_Data excerpts_:
----

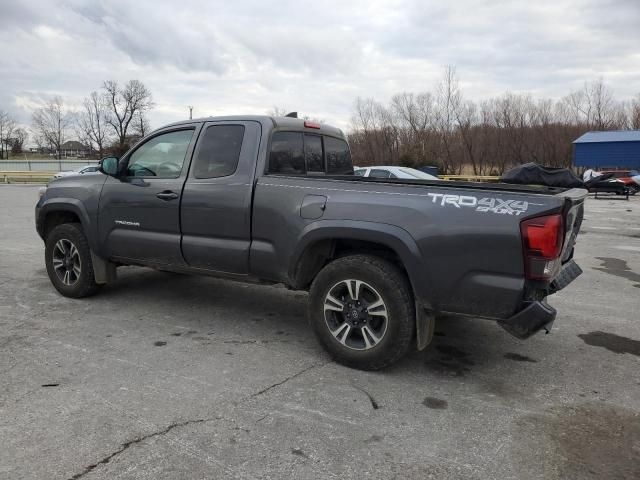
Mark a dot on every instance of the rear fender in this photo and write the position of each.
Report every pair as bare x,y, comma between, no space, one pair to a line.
390,236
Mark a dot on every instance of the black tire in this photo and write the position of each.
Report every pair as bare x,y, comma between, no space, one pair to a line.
76,285
391,285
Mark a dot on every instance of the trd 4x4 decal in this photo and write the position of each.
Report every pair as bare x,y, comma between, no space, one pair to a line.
485,204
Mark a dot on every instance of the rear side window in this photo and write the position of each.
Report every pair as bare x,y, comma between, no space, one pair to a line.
219,151
313,153
377,173
338,156
287,153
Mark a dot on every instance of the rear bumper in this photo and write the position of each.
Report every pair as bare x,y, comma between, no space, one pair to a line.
536,316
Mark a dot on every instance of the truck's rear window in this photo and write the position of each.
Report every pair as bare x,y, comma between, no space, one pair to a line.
295,153
219,151
287,153
338,156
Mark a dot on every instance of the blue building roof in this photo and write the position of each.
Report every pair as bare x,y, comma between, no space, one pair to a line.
620,149
611,136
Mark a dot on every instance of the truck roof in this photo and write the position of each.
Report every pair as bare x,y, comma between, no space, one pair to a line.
284,123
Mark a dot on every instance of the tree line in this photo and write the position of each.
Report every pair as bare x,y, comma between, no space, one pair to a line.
108,121
444,129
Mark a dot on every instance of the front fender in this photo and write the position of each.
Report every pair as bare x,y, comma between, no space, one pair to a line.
71,205
391,236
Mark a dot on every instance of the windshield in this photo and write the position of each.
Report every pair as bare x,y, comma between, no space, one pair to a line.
417,173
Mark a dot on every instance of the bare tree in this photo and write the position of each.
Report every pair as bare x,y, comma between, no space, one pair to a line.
91,122
487,137
449,99
51,123
18,140
124,105
634,113
7,125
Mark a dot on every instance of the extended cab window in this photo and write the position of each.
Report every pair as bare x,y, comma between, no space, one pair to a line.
313,153
162,156
338,156
287,153
377,173
219,151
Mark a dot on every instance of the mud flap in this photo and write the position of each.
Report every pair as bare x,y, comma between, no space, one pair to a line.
103,270
425,325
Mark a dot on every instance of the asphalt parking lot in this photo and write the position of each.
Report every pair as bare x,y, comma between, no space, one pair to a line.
167,376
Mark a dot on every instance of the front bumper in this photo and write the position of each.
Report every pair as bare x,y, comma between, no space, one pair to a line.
538,314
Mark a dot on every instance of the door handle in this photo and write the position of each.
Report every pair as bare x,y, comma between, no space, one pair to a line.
167,195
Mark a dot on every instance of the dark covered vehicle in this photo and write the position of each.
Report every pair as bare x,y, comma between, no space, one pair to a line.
275,200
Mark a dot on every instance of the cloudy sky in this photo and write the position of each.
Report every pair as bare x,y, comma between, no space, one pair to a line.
236,56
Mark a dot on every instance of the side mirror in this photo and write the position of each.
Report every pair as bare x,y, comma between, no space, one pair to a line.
109,166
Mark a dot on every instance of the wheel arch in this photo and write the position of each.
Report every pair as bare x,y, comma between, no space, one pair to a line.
323,241
55,212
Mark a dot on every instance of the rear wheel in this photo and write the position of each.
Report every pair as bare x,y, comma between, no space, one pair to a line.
68,260
362,311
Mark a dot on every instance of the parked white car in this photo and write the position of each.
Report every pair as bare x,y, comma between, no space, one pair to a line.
392,172
79,171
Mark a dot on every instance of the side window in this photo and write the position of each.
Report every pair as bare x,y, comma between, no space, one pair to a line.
338,156
287,153
313,153
377,173
219,151
162,156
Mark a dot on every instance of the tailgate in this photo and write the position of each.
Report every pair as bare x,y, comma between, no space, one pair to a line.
573,212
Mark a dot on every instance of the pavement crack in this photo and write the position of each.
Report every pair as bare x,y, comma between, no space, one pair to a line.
290,377
126,445
374,402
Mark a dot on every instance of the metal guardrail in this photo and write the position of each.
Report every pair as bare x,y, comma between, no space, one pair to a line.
43,165
43,176
471,178
21,176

----

_Stated goal_: Take the lines above from the one holding "Mark a dot on every instance of the door" to the last and output them exactly.

_The answer_:
Mark a dot on every instance of the door handle in this photo and write the position of each.
Report every pair as bare x,y, comma between, no space, one pair to a line.
167,195
Mark a dot on every instance of the dark covered vehicle in this photo and write the position of each.
Report every pair as bare x,y, comma between, no space, one pair to a line.
275,200
Mark a dot on every instance of the cloudy sky in this photo and write the position of each.
Report every pair as bare x,y, comma between, no space, one pair to a line.
236,56
Mark a dot on every instance of the side mirror in this photo and write the position of each.
Report every pair as bare x,y, comma between, no space, one pair to a line.
109,166
Mark a dot on every instance of the wheel arch in this photo and write the position of each.
Report every pair as bare x,y, comma between, no space, one pair to a line.
323,241
55,212
Mark a dot on every instance of the rear wheel in this photo and write the position of each.
Report every pair as bare x,y, comma between, no space, one pair to a line.
68,260
362,311
Mark a dot on every instance of the parked white car in this photo and write the position of each.
Report every pair as bare x,y, comma between, no space, one pair to a line.
392,172
79,171
Mark a dot on every instance of the side window in this photo and write the position of each.
Report every pair as bare x,y, comma between, no space, one pair to a line.
338,156
287,153
313,153
377,173
219,151
162,156
Mark a dot on every instance of the tailgate in this photo and write the position of each.
Report every pair as bare x,y, comma between, no space, one pair to a line.
573,212
Mark a dot on every instance of the pavement crack in this photo and write the position of each.
Report every pair as bare x,y, comma between, no space, one pair to a line.
290,377
126,445
374,402
Mark a dot on every instance of the metal guardrail in this photo and write the position of each.
Report every pair as bare x,y, comma between, no space, one pair to a line.
43,165
43,176
471,178
21,176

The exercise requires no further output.